▸ SUPPLIED DATA:

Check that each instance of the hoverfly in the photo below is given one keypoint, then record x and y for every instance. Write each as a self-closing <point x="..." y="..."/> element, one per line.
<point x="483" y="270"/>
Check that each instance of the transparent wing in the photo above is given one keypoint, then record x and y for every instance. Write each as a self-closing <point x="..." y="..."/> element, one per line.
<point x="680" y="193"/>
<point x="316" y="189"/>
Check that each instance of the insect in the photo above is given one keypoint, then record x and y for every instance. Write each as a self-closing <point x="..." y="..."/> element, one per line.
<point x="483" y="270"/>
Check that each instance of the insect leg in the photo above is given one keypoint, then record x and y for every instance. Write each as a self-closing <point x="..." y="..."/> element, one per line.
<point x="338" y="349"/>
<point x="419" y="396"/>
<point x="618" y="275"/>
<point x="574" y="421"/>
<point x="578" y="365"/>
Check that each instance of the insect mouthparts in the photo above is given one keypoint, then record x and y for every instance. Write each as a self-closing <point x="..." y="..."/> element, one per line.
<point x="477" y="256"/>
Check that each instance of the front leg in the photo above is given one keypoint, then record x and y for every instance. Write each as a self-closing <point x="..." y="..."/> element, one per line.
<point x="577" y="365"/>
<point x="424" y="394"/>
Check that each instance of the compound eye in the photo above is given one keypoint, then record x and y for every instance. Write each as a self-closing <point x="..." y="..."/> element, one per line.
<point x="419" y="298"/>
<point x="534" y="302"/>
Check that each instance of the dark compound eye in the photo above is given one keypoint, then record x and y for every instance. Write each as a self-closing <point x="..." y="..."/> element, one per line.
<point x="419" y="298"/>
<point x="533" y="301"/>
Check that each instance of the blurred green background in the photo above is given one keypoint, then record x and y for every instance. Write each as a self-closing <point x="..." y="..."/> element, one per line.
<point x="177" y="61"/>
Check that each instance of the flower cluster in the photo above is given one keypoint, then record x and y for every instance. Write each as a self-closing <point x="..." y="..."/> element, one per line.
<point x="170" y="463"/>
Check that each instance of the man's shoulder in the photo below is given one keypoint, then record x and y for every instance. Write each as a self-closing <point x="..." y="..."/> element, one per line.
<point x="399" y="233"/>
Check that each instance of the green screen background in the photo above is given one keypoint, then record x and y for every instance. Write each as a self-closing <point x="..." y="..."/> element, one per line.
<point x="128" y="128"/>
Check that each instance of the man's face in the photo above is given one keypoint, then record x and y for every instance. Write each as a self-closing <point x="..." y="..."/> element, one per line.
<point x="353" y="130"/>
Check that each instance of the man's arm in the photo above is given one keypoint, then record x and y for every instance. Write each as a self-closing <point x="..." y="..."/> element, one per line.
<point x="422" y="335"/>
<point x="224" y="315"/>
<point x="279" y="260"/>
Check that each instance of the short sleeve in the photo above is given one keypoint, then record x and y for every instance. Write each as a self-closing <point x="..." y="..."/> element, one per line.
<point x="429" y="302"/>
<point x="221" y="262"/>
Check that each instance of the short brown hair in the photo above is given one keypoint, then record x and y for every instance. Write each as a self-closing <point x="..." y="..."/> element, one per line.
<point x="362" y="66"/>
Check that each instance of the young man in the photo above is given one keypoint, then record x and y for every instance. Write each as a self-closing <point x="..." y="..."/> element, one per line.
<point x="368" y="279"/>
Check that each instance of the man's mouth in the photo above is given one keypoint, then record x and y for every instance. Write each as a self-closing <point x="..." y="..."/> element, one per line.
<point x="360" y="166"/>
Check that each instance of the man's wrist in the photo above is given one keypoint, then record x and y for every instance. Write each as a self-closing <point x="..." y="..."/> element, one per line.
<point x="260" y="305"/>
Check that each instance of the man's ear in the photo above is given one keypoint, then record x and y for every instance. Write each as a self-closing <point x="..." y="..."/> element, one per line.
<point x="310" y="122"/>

▸ WHAT THE TASK ASKS: Copy every record above verbatim and in full.

▸ OUTPUT:
Check that each instance of the hoverfly in the photo below is given one keypoint, then record x and y for every instance. Write each as a self-closing <point x="..." y="..."/> element, one per line.
<point x="483" y="270"/>
Check that each instance of the transparent wing in the photo above is given one keypoint, then record x and y for every instance. Write each as a self-closing <point x="..." y="..."/> element, one per line.
<point x="680" y="193"/>
<point x="316" y="189"/>
Check that each instance of the insect in the photo above is given one keypoint, then record x and y for every instance. Write each as a self-closing <point x="..." y="..."/> element, one per line.
<point x="483" y="270"/>
Check that each instance of the insect leg in the photo above is given one keypoint, then record x and y for every instance. Write each as a self-closing <point x="..." y="..."/> element, one per line.
<point x="338" y="349"/>
<point x="419" y="396"/>
<point x="618" y="275"/>
<point x="574" y="421"/>
<point x="578" y="365"/>
Check that each instance of the insect mouthparts in the photo above is given one keypoint, then record x and y for every instance. Write each as a self-closing <point x="..." y="..."/> element, one per line.
<point x="477" y="256"/>
Check that each instance of the front leg in the photo above is given one keypoint, then record x and y for every instance. Write each as a self-closing <point x="..." y="..."/> element, one per line.
<point x="577" y="365"/>
<point x="424" y="394"/>
Check that each instance of the compound eye in the photo above is given one keypoint, then record x and y for every instance. Write each as a self-closing <point x="..." y="..."/> element, one per line.
<point x="419" y="298"/>
<point x="534" y="302"/>
Check that each instance of the dark compound eye in the photo above is given one keypoint, then record x and y for every instance. Write each as a self-closing <point x="..." y="..."/> element, one per line.
<point x="419" y="298"/>
<point x="533" y="301"/>
Check that each instance of the blurred green background in the photo above is given one keypoint, then record x and y for every instance. Write each as a self-closing <point x="..." y="..."/> element, one per line.
<point x="177" y="61"/>
Check that each instance of the flower cluster in the photo above is given one keypoint, then record x and y for every instance. Write each as a self-closing <point x="..." y="..."/> element, one per line.
<point x="170" y="463"/>
Check that each instance of the man's shoulder in the photo below is given one keypoint, then record x and y for every instance. Write each as a self-closing <point x="..." y="..."/> element, one per line.
<point x="399" y="233"/>
Check that each instance of the green screen background in the photo above is given one keypoint, then record x and y for every instance. Write each as a self-closing <point x="..." y="..."/> element, one per line.
<point x="128" y="128"/>
Check that each instance of the man's face in the photo above is given one keypoint, then record x and y for every instance. Write each as a self-closing <point x="..." y="..."/> element, one per line.
<point x="353" y="130"/>
Check that each instance of the man's arm in the photo above is given one keypoint, then record x and y for every instance. Write each as a self-closing <point x="..." y="..."/> element, one per line.
<point x="422" y="335"/>
<point x="224" y="315"/>
<point x="279" y="260"/>
Check that each instance of the short sleeve in the photo above is given one keypoint, then record x and y for every instance. Write each as a self-closing <point x="..." y="..."/> element, one per line.
<point x="429" y="302"/>
<point x="221" y="262"/>
Check that each instance of the short brown hair in the photo above is given one keypoint, then record x and y for every instance. Write each as a self-closing <point x="..." y="..."/> element, one per line.
<point x="362" y="66"/>
Check that each instance of the young man in the photo above is given one keypoint, then record x and y for every instance. Write each as a self-closing <point x="..." y="..."/> element, one per line.
<point x="368" y="279"/>
Check that each instance of the man's mouth in the photo above is given one keypoint, then record x and y for every instance. Write each as a self-closing <point x="..." y="..."/> element, one per line.
<point x="360" y="166"/>
Check that each instance of the man's wrist in the photo above is given one keypoint, then record x and y for every instance. Write each as a self-closing <point x="..." y="..."/> element, one per line.
<point x="260" y="305"/>
Check that each instance of the man's ear in the photo above is given one keypoint, then record x and y for every instance. Write each as a self-closing <point x="..." y="..."/> element, one per line.
<point x="310" y="122"/>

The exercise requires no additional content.